RAW DATA |
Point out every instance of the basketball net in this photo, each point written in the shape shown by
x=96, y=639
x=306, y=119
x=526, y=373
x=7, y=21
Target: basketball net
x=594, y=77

WRITTEN EXERCISE |
Print every one of the lines above without changing anything.

FINISHED EXERCISE |
Point out every instance of the basketball net in this photo, each point written in the shape shown by
x=96, y=639
x=306, y=119
x=526, y=373
x=7, y=21
Target: basketball net
x=594, y=77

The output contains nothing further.